> _Estratto del documento_
____

In realtà, il ‘clan’ Haftar insieme al presidente della Camera dei rappresentanti di Tobruk, Aquila Saleh, è diventato il primo beneficiario dello scontro tra il premier del governo di unità nazionale e al Kebir, che “sta finanziando in modo impressionante gli sforzi per la ricostruzione non solo di Derna, dopo le inondazioni di settembre, ma di tutto l’est”, racconta una fonte libica. Il fondo guidato da uno dei figli di Haftar – Belgacem – può infatti contare su decine di miliardi di dinari per investire in progetti che stanno ridisegnando l’intera regione.

Dello stallo nel processo politico ha dovuto prendere atto il rappresentante delle Nazioni Unite, Abdoulaye Batihly, ‘costretto’ il mese scorso a gettare la spugna, dopo aver tra l’altro annunciato il rinvio sine die della Conferenza nazionale sulla riconciliazione che avrebbe dovuto tenersi il 28 aprile a Sirte. E dopo aver pronunciato un duro atto d’accusa contro quelli che ha definito i ‘Big Five’: oltre a Dbeibah e Haftar, Mohammed Takala, a capo dell’Alto Consiglio di Stato di Tripoli, Mohamed al-Menfi, presidente del Consiglio presidenziale, e Aguila Saleh, presidente della Camera dei rappresentanti di Tobruk. "I miei tentativi - queste le parole del diplomatico senegalese - sono stati accolti con una resistenza ostinata, aspettative irragionevoli e indifferenza per gli interessi del popolo libico”.

Le ragioni delle critiche di Bathily sono chiare: secondo Karim Mezran, analista dell’Atlantic Council, il periodo di calma seguito al fallito tentativo di Haftar di entrare a Tripoli nel 2020, “ha permesso di congelare l’equilibrio di potere fra le diverse fazioni politiche, che adesso non sono disposte a cedere le rispettive sfere di influenza avviando una transizione imprevedibile verso elezioni che potrebbero rovesciare l’attuale status quo”.

____

Elementi di una raccolta di etichettatura:
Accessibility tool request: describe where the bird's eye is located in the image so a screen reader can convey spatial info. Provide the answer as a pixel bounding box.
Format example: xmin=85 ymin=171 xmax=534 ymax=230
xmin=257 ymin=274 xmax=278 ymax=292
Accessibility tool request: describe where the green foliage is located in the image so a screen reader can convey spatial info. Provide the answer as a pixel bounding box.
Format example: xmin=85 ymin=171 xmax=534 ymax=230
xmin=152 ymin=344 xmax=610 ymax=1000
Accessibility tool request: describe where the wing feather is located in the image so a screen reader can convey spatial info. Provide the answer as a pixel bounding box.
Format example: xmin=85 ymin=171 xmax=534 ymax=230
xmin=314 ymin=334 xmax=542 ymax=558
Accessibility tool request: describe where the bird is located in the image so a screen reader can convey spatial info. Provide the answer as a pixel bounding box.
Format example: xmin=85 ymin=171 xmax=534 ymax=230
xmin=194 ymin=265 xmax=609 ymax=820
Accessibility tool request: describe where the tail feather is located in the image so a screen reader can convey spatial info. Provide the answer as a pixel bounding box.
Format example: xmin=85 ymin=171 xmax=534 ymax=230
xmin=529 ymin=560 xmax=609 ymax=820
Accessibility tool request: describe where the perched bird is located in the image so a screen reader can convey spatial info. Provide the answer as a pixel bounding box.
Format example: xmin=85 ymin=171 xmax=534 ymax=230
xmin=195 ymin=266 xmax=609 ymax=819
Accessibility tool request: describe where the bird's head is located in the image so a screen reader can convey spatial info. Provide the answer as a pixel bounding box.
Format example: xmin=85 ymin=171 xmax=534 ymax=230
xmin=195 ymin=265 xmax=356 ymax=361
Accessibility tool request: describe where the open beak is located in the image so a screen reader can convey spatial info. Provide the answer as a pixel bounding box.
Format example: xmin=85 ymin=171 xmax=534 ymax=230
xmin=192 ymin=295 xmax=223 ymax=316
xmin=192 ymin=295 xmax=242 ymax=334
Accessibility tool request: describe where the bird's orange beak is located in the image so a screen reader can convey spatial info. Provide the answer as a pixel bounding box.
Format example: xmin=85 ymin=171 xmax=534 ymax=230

____

> _Obiettivi_
• 1. Secondo l'estratto sullo stallo politico in Libia, in quale città e in quale data avrebbe dovuto tenersi la Conferenza nazionale sulla riconciliazione?
• 2. Fornisci il seguito dell'estratto sullo stallo politico in Libia, a partire dalla sua ultima frase.
Le righe non hanno alcun ruolo in questo.

> _Risultati per attività_
• 1. A Sirte, il 28 aprile.

• 2.
A prendere il posto del diplomatico senegalese – che era stato nominato a settembre del 2022 - potrebbe essere la sua vice, l’americana di origine libanese Stephanie Koury, che assumerebbe l’incarico ad interim senza passare da un voto del Consiglio di sicurezza, dove finirebbe impallinata dal veto di cinesi e russi.

“La sua nomina due mesi fa era stata un messaggio degli americani a Bathily perché si ritirasse”, dice Shah, secondo il quale l’inviato dimissionario, che non è espressione né degli Stati Uniti né dell’Occidente, “non è mai stato considerato abbastanza forte”.

Soprattutto in un fase in cui i russi sono sempre più presenti nell’est della Libia: “Nelle ultime due settimane almeno cinque navi militari russe sono attraccate a Tobruk, con carri armati ed altro equipaggiamento militare destinato oltre che a Bengasi anche ad altri Paesi del Sahel, qualcosa che crea grande allarme negli americani”, sottolinea il politico tripolino.

L’est della Libia – nella base di Al Jufra si trovano tra gli 800 e i mille mercenari – è uno dei cinque Paesi, insieme a Burkina Faso, Mali, Niger e Centrafrica, in cui hanno messo gli scarponi sul terreno i mercenari ex Wagner, ora raggruppati negli ‘Africa corps’ sotto il comando del ministero della Difesa di Mosca.